What you will do —
In the essay about Joy Reid's old blog posts, between which years were the homophobic posts on the Reid Report written?

Given passage —
2018, celebrity, LGBTQ, Politics, social media

AM I A BAD GAY PERSON FOR NOT CARING ABOUT JOY REID’S BLOG POSTS?

I’m young, and I love my computer, so I didn’t come across Joy Reid, an MSNBC host, from her show, A.M. Joy, or guest-hosting on other programs. I discovered her through Twitter, when I noticed that several writers and journalists whose opinions I respect retweeted her. I scrolled through the profile, enjoyed what she had to say, and hit the follow button.

She remained largely out of my mind except for the occasional tweet in my timeline. Her opinions were always valid, sharp when needed, and seemed to be well-researched and reported.

Then, the first story popped up – a Twitter user posted screenshots of blogs using homophobic rhetoric written between 2007 and 2009 on the Reid Report, a now-defunct blog of Joy Reid. I felt disappointed, like “Ugh, someone I liked did something bad.” But I didn’t unfollow her, because I still trusted her political opinion, and expected the story to blow over. There are plenty of journalists who I personally might be annoyed by, but whose reporting proves valuable, so I didn’t give it a second thought.

Until the next story popped up. More screenshots, more homophobia. More crassness.

When I say that this story does not matter, I do not mean, “It does not matter if someone is homophobic.” It does matter; and it matters very much to me. But in the context of everything else going on, I find that I care very little about what Joy Reid said about gay people a decade ago. She does not make policy; she is not in charge of any government programs or bodies. She is not promoting active anti-LGBTQ laws. If she were a lawmaker, or campaigning on a platform of equality, then yeah, it would be good information to know. But she is not. She is a journalist, she had an opinion, she said that opinion. A decade later, that opinion is seen as ugly and inappropriate.

I do not agree with the words she used; I do not agree with her trying to out people, or the way she spoke about Ann Coulter, or Lindsay Graham or Charlie Crist or any of it. I think it was offensive, petty, hurtful and mean-spirited. I think it was a shitty thing to do, even in the social climate in which it was written.

Given records —

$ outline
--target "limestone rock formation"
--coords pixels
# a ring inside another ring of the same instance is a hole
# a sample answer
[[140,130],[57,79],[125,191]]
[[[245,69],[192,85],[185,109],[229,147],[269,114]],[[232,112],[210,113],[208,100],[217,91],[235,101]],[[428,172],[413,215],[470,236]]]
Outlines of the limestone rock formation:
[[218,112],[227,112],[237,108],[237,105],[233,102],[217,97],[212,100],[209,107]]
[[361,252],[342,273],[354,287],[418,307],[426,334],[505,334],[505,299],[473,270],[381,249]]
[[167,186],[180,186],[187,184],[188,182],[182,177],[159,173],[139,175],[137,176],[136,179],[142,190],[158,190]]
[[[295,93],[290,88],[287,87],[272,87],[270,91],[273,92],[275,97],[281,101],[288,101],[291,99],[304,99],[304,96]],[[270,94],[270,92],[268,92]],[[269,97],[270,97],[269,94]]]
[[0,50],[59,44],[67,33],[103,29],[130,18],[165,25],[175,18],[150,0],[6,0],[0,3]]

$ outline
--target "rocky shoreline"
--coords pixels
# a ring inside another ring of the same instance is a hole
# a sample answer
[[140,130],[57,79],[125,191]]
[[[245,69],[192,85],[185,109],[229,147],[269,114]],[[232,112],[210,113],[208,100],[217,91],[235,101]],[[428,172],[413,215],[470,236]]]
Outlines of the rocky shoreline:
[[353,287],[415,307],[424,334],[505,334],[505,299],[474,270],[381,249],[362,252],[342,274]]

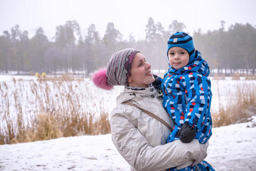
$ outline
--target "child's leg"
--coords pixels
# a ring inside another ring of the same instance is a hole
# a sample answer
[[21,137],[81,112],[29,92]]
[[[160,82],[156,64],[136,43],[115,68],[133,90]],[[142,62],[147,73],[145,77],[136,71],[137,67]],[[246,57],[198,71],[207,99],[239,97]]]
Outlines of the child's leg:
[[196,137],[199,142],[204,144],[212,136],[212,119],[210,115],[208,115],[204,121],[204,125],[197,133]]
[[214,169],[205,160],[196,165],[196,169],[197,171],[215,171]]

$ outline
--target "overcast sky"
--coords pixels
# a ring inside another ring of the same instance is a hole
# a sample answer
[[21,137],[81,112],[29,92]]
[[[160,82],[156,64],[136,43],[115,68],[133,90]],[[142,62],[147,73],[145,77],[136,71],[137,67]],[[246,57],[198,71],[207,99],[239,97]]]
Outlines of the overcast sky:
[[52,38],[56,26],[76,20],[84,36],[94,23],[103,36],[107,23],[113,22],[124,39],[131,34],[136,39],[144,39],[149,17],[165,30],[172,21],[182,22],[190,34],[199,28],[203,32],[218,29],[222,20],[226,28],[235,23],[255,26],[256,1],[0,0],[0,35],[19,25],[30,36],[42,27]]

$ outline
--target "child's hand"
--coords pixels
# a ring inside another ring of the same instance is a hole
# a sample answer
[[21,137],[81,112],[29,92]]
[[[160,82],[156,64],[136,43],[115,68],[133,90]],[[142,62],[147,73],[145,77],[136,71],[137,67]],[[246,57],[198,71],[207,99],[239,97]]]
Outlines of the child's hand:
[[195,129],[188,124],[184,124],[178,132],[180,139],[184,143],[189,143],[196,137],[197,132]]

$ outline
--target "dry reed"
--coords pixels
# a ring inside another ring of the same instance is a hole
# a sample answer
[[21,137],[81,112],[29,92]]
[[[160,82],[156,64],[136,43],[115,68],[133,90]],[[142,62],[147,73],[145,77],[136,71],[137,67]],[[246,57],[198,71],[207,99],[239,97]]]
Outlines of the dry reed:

* * *

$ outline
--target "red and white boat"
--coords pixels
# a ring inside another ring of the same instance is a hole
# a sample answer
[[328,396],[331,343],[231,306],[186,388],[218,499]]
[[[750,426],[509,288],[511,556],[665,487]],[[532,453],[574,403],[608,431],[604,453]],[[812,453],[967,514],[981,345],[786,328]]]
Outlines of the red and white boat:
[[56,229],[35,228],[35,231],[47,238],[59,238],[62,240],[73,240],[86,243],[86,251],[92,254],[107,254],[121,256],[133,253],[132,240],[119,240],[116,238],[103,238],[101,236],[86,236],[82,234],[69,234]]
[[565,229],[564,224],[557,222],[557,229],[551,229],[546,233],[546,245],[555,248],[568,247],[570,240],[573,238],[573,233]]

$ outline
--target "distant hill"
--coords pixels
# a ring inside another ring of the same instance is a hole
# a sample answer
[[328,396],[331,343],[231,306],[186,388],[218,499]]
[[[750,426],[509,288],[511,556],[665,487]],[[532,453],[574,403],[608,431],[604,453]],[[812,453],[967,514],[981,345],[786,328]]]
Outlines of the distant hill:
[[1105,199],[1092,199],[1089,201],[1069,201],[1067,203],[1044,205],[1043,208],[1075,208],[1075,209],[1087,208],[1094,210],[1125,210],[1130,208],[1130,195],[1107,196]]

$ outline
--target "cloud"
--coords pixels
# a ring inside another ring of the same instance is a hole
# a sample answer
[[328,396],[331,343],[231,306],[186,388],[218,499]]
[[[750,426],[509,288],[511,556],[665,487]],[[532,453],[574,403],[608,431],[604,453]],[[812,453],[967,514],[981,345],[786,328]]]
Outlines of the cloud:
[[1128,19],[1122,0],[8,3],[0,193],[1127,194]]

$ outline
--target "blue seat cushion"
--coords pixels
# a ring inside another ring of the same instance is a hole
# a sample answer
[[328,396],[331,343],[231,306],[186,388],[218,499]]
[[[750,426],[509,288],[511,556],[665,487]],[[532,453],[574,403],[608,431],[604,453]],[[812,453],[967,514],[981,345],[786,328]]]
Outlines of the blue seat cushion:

Finished answer —
Between 2007 and 2009.